### [Exercise aim]
Format every line of the records below as a numbered list, omitting any blank lines.

-------- Record set --------

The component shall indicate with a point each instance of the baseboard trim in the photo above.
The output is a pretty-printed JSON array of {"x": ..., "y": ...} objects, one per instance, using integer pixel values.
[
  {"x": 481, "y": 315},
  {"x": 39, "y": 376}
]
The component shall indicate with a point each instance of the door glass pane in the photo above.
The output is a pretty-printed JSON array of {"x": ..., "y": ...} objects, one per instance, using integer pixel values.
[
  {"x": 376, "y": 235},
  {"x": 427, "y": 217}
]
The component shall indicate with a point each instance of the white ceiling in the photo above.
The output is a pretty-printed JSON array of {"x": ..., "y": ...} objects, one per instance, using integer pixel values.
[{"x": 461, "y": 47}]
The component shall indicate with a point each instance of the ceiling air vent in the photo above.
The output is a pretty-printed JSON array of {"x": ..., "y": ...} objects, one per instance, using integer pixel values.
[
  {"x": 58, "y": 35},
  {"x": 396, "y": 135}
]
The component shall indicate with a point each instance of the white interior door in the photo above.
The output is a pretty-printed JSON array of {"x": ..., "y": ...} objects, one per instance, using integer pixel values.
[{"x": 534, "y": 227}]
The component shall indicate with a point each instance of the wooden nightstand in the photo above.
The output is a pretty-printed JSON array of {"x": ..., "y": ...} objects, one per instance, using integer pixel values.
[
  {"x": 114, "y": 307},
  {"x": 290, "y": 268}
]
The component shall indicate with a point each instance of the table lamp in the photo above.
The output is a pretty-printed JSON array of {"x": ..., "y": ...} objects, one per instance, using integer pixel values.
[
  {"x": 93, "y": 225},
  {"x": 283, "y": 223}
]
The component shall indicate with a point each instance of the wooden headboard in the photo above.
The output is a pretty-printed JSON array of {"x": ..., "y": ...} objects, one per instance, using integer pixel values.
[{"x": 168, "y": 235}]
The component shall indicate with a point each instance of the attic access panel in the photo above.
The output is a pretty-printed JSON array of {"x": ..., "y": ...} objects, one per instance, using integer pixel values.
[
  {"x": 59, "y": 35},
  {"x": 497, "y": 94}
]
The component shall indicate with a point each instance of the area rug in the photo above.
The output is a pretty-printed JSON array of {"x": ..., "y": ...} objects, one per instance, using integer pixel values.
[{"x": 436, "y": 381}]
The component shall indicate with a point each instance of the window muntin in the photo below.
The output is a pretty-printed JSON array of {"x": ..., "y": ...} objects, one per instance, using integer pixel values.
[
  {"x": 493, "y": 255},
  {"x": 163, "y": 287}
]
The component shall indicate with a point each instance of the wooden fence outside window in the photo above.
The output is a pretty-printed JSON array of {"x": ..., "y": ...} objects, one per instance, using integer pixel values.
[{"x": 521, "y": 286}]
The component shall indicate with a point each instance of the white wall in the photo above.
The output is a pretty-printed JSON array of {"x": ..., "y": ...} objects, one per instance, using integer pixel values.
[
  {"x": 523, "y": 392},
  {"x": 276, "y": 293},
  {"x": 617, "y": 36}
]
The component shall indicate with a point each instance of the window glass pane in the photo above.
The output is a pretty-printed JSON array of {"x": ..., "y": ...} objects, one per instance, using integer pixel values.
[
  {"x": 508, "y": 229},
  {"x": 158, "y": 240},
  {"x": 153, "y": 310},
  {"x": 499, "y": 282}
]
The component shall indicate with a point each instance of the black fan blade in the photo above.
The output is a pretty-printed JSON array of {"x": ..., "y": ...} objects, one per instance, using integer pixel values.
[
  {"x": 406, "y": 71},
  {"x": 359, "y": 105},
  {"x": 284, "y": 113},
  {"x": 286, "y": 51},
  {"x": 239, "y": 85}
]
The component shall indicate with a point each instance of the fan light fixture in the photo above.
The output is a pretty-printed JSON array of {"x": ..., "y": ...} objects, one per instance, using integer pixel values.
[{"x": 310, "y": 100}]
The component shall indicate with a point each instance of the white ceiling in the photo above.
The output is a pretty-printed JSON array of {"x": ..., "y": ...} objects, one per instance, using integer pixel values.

--------

### [Result of this task]
1. The component shall indicate with a point each instance of the baseboard trim in the photo above.
2. The output is a pretty-printed JSON array of {"x": ..., "y": ...} objects, one per instance, using integer pixel values.
3. [
4.   {"x": 481, "y": 315},
5.   {"x": 39, "y": 376}
6. ]
7. The component shall indicate with a point each instance of the door glass pane in the photo above.
8. The output is a pretty-printed JSON array of {"x": ..., "y": ...} objects, one per instance, using integer pixel values.
9. [
10.   {"x": 376, "y": 235},
11.   {"x": 427, "y": 217}
12. ]
13. The component shall indicate with a point each instance of the white ceiling in the photo above.
14. The output is a pretty-printed JSON array of {"x": ..., "y": ...} objects, one per instance, using integer pixel values.
15. [{"x": 461, "y": 47}]
16. The component shall indicate with a point each instance of the ceiling air vent in the photo above.
17. The output is a pretty-printed JSON array of {"x": ..., "y": ...} objects, one per instance, using integer pixel values.
18. [
19.   {"x": 58, "y": 35},
20.   {"x": 396, "y": 135}
21. ]
22. The component shall indicate with a point each instance of the white interior door in the photo above.
23. The output is a pretty-printed JSON array of {"x": ..., "y": ...} objects, one per instance, using integer pixel values.
24. [{"x": 534, "y": 227}]
25. The component shall indicate with a point each instance of the wooden nightstand in the photo above.
26. The output is a pretty-printed JSON array of {"x": ..., "y": ...} objects, one per instance, using integer pixel values.
27. [
28.   {"x": 114, "y": 307},
29.   {"x": 290, "y": 268}
30. ]
31. The component shall indicate with a point each instance of the table lamp in the photo above.
32. The output is a pretty-printed JSON array of {"x": ..., "y": ...} objects, one per instance, using integer pixel values.
33. [
34.   {"x": 93, "y": 225},
35.   {"x": 283, "y": 223}
36. ]
37. The component shall indicate with a point each instance of the wooden headboard in the photo above.
38. The output is a pretty-printed JSON array of {"x": ..., "y": ...} objects, one per instance, using integer pixel values.
39. [{"x": 168, "y": 235}]
40. The component shall indicate with a point each instance of the attic access panel in the photo above.
41. The output is a pretty-printed JSON array of {"x": ..., "y": ...} objects, one per instance, using integer pixel values.
42. [
43.   {"x": 59, "y": 35},
44.   {"x": 497, "y": 94}
45. ]
46. The component shall indicate with a point each instance of the area rug in the photo above.
47. The output is a pretty-printed JSON array of {"x": ..., "y": ...} objects, one per instance, using integer pixel values.
48. [{"x": 436, "y": 381}]
49. The component shall indicate with a point each instance of the window muntin in the photo below.
50. The output is a pretty-printed JSON array of {"x": ..., "y": ...} objects, one per instance, using integer pixel values.
51. [
52.   {"x": 493, "y": 255},
53.   {"x": 163, "y": 287}
54. ]
55. The component shall indicate with a point each instance of the wooden fence outside window in the photo above.
56. The output is a pretty-printed JSON array of {"x": ..., "y": ...} objects, one per instance, using integer pixel values.
57. [{"x": 521, "y": 286}]
58. The component shall indicate with a point each instance of the white wall in the photo above.
59. The output is a pretty-printed JSON array of {"x": ..., "y": ...} objects, one per instance, using integer pixel values.
60. [
61.   {"x": 523, "y": 392},
62.   {"x": 276, "y": 293},
63.   {"x": 617, "y": 36}
64. ]
65. The component shall indicate with a point each instance of the window glass pane in the photo above.
66. The output is a pretty-printed JSON array of {"x": ..., "y": ...} objects, one per instance, using integer pixel values.
67. [
68.   {"x": 508, "y": 229},
69.   {"x": 158, "y": 240},
70.   {"x": 153, "y": 310},
71.   {"x": 499, "y": 282}
72. ]
73. The component shall indicate with a point each instance of the black fan blade in the photo above.
74. The output is a pretty-printed JSON array of {"x": ..., "y": ...} objects, one per instance, using integer pixel values.
75. [
76.   {"x": 406, "y": 71},
77.   {"x": 359, "y": 105},
78.   {"x": 284, "y": 113},
79.   {"x": 286, "y": 51},
80.   {"x": 239, "y": 85}
81. ]
82. The component shall indicate with a point each instance of the fan light fixture in the photo above.
83. The output is a pretty-printed JSON array of {"x": ..., "y": ...} objects, one per instance, using integer pixel values.
84. [{"x": 310, "y": 100}]
85. The component shall indicate with a point each instance of the white ceiling in the photo above.
86. The output is a pretty-printed JSON array of {"x": ..., "y": ...} objects, one per instance, using integer pixel values.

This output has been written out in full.